■ About this exercise ■
Filter out all lines without the word "orange" from the data below, please, and copy the rest.

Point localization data
== Segment start ==

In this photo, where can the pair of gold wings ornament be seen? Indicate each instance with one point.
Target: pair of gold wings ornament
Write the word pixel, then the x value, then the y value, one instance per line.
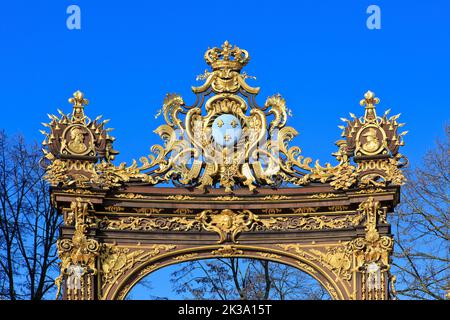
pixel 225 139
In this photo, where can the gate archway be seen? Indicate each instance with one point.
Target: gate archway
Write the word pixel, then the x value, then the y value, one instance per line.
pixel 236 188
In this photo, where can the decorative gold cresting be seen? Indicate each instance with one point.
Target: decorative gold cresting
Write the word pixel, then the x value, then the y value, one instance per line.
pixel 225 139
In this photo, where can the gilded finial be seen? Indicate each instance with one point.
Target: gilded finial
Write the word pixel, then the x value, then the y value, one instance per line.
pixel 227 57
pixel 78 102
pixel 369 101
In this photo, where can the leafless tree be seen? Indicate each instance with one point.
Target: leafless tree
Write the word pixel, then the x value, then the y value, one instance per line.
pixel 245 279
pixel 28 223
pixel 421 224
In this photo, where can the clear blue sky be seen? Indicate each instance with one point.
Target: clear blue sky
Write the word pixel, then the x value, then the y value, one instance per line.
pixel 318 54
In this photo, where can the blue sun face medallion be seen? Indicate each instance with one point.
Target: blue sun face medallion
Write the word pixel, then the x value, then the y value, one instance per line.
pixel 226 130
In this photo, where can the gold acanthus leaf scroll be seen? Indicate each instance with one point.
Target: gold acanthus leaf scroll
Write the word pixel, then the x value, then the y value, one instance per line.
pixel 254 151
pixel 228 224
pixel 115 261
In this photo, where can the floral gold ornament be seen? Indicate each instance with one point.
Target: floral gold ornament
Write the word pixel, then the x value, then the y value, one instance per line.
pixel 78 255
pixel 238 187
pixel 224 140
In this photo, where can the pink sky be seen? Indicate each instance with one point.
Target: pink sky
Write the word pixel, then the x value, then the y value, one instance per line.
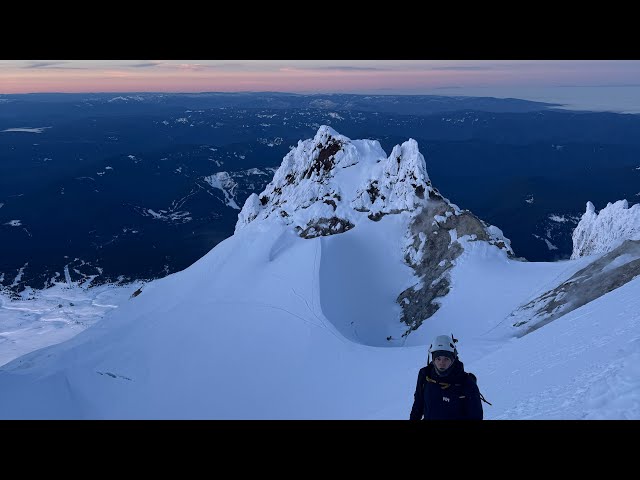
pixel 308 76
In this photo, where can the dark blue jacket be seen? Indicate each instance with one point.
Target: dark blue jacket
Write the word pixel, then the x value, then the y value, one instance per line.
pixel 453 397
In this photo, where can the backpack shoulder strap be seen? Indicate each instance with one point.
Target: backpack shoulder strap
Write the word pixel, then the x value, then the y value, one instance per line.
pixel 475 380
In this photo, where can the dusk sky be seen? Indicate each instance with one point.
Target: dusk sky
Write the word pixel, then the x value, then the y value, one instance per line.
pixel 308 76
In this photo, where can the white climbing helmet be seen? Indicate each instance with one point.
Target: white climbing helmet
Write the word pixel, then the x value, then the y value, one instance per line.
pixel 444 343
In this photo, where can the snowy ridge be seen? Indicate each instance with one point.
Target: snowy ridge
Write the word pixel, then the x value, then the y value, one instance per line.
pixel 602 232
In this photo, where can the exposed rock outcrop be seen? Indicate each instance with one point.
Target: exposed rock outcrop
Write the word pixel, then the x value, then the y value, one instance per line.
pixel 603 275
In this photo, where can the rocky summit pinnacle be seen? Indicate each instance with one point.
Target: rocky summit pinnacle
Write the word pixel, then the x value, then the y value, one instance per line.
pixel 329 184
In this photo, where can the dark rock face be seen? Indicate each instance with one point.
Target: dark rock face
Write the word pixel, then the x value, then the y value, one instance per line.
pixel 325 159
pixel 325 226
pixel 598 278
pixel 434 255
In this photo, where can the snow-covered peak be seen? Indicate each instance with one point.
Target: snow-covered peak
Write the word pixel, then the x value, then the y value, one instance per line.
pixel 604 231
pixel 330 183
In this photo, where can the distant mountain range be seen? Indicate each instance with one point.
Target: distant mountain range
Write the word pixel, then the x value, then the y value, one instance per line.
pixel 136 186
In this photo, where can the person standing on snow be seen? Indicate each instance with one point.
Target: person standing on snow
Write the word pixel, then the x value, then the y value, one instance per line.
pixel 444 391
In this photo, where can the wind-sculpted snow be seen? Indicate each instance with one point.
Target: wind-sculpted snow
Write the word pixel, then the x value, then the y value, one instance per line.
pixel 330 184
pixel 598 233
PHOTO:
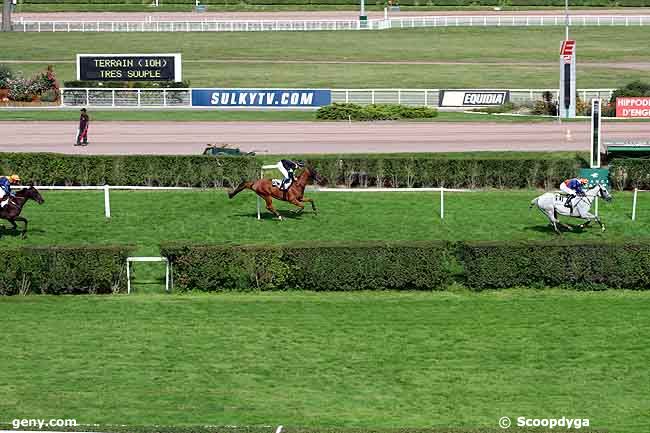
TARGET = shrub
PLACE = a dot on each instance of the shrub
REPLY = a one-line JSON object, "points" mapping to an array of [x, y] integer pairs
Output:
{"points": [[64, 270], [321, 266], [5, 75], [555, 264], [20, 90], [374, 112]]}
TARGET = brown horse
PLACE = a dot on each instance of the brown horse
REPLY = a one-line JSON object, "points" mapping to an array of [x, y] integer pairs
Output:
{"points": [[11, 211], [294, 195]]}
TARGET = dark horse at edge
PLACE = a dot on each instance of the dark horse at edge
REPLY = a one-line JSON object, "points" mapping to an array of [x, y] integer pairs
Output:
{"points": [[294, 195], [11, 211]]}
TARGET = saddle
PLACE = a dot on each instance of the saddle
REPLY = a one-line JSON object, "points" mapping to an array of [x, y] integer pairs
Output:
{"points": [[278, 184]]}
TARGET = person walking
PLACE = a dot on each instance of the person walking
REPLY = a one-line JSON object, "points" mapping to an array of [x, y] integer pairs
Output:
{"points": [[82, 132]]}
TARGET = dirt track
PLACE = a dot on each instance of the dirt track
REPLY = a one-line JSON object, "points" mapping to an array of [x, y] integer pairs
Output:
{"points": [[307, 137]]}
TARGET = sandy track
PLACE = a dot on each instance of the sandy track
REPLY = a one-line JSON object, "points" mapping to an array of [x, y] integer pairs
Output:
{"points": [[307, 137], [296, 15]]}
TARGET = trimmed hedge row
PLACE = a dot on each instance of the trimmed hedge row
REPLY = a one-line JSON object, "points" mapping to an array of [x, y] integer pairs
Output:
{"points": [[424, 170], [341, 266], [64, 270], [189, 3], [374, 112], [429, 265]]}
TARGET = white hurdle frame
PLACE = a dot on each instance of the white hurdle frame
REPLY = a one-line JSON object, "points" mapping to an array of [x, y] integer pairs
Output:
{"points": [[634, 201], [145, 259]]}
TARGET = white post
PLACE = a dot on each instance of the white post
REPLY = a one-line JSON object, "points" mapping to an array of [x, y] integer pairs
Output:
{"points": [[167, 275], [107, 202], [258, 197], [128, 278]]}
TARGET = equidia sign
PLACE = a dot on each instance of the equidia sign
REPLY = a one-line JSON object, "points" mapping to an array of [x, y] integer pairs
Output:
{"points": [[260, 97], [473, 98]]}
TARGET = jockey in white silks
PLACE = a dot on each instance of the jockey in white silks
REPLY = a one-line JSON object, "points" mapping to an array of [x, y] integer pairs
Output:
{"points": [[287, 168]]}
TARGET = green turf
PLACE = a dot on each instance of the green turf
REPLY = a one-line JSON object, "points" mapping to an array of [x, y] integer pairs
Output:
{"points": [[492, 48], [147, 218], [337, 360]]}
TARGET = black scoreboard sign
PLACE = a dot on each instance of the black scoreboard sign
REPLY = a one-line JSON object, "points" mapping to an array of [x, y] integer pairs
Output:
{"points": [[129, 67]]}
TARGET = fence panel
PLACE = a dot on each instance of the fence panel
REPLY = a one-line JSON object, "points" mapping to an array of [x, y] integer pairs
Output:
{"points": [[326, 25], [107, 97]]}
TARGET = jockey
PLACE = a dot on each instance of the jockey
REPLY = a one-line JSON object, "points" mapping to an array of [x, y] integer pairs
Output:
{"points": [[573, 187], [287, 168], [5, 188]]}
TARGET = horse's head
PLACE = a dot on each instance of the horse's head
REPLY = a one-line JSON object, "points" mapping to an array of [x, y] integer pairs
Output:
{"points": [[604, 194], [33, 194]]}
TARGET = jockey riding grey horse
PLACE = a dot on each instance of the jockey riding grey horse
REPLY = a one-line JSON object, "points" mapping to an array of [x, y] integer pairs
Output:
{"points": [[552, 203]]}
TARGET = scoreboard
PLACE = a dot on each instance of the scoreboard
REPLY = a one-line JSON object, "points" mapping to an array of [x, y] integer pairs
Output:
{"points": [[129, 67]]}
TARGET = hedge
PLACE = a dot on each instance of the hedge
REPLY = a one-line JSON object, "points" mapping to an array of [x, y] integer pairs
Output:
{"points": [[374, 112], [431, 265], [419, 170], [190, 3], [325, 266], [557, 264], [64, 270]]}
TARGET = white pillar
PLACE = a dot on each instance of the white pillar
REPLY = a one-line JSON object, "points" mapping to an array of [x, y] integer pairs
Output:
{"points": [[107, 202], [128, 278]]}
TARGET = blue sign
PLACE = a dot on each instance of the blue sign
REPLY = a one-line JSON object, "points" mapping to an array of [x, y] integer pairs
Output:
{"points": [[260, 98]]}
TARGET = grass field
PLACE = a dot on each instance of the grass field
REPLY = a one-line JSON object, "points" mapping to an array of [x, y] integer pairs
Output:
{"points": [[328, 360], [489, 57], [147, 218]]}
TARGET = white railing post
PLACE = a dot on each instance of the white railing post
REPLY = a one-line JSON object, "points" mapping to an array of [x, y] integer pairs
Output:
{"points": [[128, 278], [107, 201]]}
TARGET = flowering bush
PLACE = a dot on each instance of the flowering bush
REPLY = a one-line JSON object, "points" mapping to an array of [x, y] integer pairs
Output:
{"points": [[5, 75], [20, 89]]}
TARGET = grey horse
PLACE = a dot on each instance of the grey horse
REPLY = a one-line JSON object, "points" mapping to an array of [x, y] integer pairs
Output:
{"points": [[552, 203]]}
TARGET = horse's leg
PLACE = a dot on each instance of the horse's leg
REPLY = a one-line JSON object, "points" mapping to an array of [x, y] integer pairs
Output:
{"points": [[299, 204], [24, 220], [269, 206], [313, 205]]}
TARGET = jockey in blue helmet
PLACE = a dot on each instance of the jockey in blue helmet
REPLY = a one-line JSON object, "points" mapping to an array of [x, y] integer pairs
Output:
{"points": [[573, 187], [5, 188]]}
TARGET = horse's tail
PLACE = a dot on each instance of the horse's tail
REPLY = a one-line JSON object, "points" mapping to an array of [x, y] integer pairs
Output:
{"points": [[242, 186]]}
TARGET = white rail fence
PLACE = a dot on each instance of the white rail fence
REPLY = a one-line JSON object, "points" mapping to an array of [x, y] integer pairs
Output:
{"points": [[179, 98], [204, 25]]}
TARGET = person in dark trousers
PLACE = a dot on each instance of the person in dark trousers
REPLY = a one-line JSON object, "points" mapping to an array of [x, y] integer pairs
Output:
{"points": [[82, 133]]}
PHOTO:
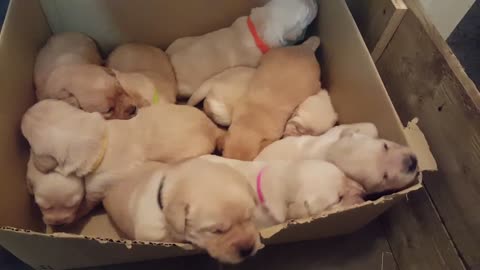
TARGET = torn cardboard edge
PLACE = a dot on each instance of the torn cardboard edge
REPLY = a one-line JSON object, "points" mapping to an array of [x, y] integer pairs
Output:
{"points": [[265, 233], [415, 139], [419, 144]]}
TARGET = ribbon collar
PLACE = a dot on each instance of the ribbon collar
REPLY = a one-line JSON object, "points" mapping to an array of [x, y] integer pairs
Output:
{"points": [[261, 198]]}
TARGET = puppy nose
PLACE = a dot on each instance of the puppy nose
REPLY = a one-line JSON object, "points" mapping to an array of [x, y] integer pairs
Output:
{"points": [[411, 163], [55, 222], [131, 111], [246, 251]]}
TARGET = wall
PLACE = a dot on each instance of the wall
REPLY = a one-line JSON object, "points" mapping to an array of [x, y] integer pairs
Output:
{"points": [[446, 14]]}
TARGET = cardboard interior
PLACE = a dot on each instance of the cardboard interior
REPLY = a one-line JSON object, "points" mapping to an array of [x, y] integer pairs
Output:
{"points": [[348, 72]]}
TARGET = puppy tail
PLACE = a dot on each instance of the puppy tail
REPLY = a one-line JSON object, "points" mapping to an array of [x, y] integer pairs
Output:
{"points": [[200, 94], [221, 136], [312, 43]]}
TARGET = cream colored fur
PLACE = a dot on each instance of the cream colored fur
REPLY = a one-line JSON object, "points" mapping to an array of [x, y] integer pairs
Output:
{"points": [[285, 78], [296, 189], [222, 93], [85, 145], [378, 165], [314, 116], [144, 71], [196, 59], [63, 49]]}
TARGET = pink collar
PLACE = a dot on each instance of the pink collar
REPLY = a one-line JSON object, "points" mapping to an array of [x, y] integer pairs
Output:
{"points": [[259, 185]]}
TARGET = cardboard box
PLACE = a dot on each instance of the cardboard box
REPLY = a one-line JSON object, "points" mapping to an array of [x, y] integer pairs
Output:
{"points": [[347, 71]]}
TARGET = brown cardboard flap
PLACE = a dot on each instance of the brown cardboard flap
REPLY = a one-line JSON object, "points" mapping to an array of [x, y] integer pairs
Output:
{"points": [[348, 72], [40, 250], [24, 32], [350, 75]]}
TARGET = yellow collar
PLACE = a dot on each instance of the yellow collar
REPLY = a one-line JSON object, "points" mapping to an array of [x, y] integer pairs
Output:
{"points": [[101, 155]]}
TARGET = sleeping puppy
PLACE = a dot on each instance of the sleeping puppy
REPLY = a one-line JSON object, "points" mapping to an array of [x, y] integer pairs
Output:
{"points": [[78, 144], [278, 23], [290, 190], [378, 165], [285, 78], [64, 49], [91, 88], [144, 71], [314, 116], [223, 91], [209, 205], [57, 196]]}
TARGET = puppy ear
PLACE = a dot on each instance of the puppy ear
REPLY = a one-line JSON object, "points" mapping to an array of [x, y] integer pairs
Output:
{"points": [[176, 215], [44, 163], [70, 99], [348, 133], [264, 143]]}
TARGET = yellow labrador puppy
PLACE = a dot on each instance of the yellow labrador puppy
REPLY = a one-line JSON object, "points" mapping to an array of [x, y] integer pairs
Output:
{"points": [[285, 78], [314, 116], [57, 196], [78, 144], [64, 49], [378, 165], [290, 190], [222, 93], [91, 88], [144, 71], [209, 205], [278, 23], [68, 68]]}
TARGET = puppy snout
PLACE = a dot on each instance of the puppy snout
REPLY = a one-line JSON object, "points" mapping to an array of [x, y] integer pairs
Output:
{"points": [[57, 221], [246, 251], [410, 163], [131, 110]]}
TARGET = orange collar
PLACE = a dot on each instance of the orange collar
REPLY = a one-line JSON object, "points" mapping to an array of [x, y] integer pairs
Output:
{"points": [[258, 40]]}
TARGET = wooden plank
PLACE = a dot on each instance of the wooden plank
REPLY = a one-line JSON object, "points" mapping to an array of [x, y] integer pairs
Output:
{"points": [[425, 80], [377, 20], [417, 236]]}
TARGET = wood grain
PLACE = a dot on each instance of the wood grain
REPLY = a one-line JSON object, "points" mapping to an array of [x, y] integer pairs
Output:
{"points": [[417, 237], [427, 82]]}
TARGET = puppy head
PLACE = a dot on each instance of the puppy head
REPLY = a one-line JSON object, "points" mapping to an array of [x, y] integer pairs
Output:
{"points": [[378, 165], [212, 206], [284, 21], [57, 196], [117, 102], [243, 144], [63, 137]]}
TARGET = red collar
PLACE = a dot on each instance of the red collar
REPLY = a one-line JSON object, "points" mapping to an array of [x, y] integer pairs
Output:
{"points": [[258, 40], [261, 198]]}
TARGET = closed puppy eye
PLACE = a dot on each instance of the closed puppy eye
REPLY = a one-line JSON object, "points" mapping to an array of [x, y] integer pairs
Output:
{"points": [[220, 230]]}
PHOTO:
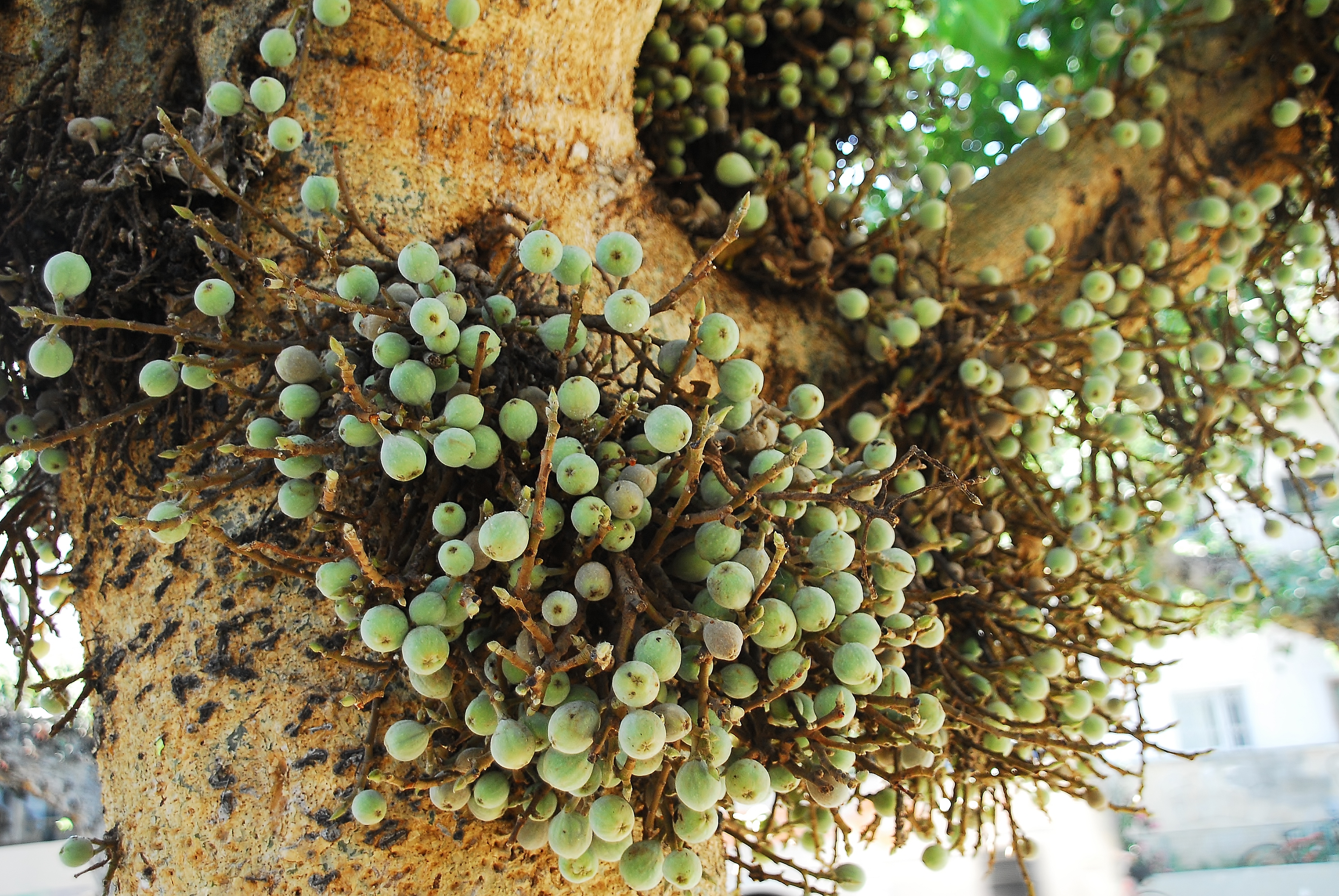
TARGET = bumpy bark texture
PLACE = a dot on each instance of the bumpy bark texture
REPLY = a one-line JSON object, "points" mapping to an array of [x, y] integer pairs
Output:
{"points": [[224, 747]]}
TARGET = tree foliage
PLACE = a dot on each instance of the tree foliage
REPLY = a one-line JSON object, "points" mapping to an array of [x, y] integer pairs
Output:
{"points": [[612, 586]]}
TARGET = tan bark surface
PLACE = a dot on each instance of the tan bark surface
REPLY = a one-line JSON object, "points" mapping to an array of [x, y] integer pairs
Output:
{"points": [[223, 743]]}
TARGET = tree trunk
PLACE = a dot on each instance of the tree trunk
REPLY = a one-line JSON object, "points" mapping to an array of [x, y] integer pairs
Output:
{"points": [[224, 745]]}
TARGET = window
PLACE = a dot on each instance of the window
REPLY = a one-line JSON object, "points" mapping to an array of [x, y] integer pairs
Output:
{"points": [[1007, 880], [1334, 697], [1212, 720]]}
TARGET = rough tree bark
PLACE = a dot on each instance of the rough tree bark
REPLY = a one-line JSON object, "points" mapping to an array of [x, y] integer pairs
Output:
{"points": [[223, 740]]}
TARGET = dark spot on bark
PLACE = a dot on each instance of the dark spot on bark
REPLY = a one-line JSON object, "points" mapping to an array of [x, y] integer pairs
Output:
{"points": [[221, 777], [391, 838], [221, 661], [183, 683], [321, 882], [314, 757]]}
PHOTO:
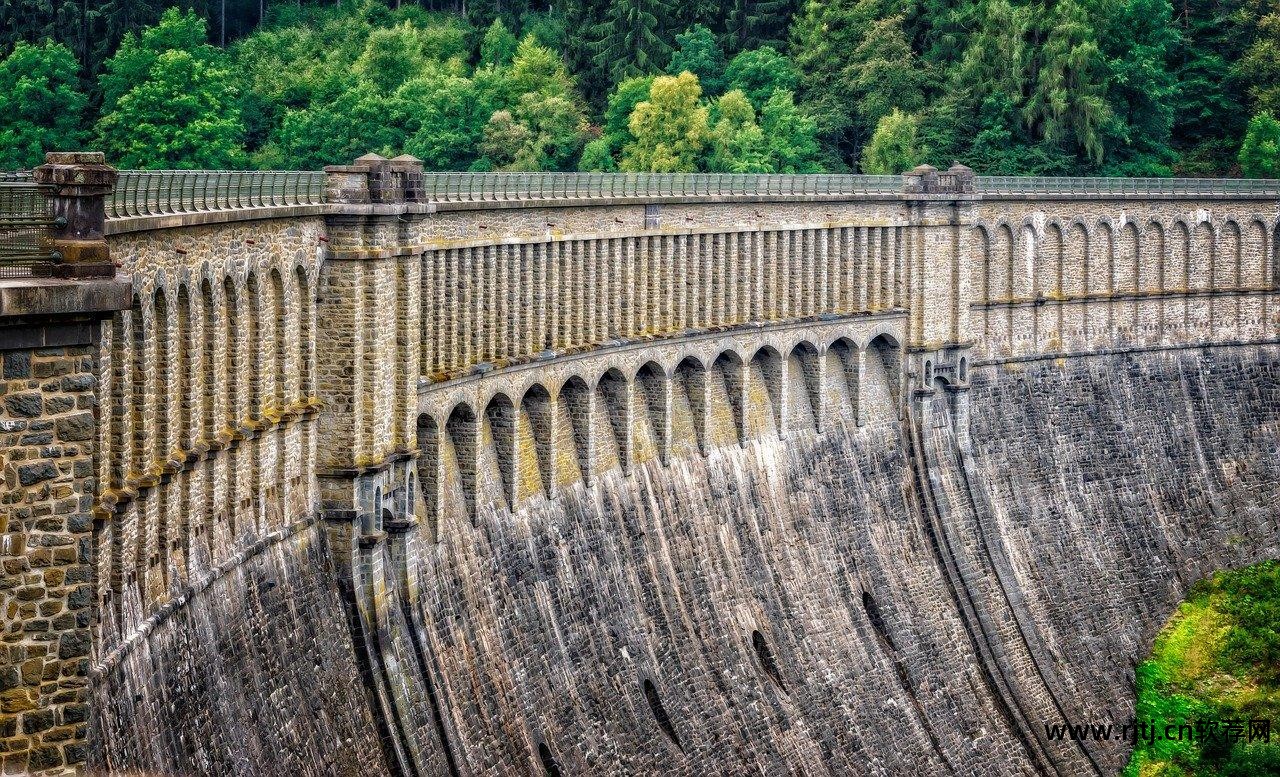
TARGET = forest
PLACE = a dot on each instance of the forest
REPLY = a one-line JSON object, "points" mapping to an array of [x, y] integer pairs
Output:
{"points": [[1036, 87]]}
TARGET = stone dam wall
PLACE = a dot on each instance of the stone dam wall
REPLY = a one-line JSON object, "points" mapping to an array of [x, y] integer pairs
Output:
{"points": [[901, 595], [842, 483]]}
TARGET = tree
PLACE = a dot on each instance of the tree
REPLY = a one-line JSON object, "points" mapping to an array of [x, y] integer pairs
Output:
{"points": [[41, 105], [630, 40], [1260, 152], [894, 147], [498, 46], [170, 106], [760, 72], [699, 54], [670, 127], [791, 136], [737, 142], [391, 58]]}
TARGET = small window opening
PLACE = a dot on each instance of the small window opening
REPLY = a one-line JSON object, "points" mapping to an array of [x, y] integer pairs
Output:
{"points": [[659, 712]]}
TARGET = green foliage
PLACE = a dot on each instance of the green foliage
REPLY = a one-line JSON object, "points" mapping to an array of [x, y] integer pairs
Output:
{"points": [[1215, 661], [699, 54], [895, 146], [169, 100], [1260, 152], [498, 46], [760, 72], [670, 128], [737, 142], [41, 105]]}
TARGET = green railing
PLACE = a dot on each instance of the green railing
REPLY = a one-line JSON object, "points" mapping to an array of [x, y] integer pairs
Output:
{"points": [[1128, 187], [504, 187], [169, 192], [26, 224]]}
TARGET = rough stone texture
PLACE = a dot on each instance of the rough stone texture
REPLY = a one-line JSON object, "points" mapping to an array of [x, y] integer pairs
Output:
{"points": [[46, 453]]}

== Segment end ==

■ Written response ■
TARGET = orange collar
PLACE = a dot on each instance of the orange collar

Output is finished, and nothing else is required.